▶ _ACTION ITEM_: Could you rewrite the passage on Dorottya Vékony's project, starting at "She examines the" and ending at "empathy and acceptance.", but change "nuclear family" to "traditional family"?

Dorottya Vékony has been dealing with fertility and reproductive rights for several years. Her attention is directed on situations where there is some kind of hindrance in this regard, where fertility turns into ‘barrenness’, where the event of birthing and birth cannot take place. Still rendered taboo and invisibilised before the society to this day, these situations often manifest as loss and trauma in the lives of the people affected. The artist looks at these phenomena (infertility, miscarriage, abortion) from different perspectives.
She examines the impact this can have on our self-image, what alternatives exist to resolve these issues and what medical and legal options (artificial insemination, adoption) are available for having children when natural means are not available. Her research also involves queer communities, non-natalists and those who choose to not have children for other reasons – where the ideals of gender roles, the heteronormative system and the nuclear family are being overturned. The focus of her interest is how the women she meets deal with these (crisis) situations and create new, supportive communities determined by empathy and acceptance.
Owing to her personal involvement, Dorottya Vékony herself participates in various workshops, community rites and discussions in order to explore different coping mechanisms and to make herself capable of coming to terms with these situations. The aim of the project is not only to voice the hushed difficulties related to reproduction, but also, as the title of the exhibition implies, to facilitate facing the problem and initiate the process of letting go.

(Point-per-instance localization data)
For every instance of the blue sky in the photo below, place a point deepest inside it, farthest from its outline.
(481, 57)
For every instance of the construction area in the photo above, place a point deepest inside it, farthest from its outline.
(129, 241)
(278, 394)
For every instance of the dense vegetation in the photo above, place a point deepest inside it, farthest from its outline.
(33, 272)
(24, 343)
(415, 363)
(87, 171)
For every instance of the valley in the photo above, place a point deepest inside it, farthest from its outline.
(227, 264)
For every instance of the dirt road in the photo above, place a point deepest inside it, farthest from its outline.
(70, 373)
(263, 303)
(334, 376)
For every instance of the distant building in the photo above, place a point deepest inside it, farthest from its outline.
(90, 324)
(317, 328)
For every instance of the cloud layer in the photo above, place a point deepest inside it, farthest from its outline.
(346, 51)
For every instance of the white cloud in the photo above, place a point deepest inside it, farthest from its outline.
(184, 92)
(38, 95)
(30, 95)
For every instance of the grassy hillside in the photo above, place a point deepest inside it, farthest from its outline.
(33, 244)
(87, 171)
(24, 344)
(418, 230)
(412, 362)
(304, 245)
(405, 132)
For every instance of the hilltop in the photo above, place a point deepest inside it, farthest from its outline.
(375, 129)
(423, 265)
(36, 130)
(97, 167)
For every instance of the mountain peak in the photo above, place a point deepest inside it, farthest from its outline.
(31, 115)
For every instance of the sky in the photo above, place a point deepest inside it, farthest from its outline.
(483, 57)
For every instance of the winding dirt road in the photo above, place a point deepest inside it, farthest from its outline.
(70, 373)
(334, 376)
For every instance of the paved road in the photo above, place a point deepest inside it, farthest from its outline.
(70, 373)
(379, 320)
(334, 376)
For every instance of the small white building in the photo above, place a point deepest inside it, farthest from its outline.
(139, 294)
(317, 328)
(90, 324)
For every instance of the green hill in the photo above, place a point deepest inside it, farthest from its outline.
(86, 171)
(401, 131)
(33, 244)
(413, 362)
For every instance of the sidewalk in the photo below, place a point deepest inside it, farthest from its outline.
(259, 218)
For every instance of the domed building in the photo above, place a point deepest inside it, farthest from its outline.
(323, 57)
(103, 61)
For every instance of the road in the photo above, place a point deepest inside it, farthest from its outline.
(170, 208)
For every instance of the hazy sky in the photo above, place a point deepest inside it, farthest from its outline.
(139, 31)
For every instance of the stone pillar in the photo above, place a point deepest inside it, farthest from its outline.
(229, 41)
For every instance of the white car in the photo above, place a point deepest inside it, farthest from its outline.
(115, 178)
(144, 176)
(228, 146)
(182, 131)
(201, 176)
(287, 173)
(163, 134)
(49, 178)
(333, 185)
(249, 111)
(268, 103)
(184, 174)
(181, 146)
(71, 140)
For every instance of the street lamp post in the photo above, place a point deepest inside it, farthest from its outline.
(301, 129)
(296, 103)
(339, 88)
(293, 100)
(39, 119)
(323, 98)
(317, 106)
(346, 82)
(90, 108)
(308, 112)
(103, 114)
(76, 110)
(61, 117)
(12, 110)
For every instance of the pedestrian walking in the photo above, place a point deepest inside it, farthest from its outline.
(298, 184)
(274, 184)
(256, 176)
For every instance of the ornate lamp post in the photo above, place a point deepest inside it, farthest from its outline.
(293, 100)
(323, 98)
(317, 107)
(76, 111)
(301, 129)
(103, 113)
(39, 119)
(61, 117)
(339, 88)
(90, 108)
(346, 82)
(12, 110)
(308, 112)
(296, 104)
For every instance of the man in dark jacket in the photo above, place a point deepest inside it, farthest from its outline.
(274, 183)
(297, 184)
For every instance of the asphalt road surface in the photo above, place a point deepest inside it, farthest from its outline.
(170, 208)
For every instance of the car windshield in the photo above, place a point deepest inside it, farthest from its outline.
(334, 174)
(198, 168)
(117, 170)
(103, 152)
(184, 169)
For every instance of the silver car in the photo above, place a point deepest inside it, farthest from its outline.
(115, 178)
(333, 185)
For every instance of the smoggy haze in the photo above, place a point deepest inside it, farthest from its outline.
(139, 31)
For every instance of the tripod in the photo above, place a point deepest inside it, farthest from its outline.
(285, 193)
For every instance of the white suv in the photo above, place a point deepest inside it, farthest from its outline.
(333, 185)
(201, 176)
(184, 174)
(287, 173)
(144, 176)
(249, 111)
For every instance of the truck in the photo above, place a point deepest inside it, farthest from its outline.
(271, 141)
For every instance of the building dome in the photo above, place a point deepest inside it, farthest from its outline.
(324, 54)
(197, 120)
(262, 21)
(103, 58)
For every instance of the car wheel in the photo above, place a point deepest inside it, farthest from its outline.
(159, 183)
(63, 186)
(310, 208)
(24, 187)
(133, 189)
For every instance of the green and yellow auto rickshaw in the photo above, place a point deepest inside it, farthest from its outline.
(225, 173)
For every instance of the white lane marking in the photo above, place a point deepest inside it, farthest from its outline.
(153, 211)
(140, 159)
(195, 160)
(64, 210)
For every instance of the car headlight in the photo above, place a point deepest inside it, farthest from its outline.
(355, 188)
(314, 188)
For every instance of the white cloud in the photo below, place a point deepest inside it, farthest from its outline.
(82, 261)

▶ _RESPONSE TO THE TASK_:
She examines the impact this can have on our self-image, what alternatives exist to resolve these issues and what medical and legal options (artificial insemination, adoption) are available for having children when natural means are not available. Her research also involves queer communities, non-natalists and those who choose to not have children for other reasons – where the ideals of gender roles, the heteronormative system and the traditional family are being overturned. The focus of her interest is how the women she meets deal with these (crisis) situations and create new, supportive communities determined by empathy and acceptance.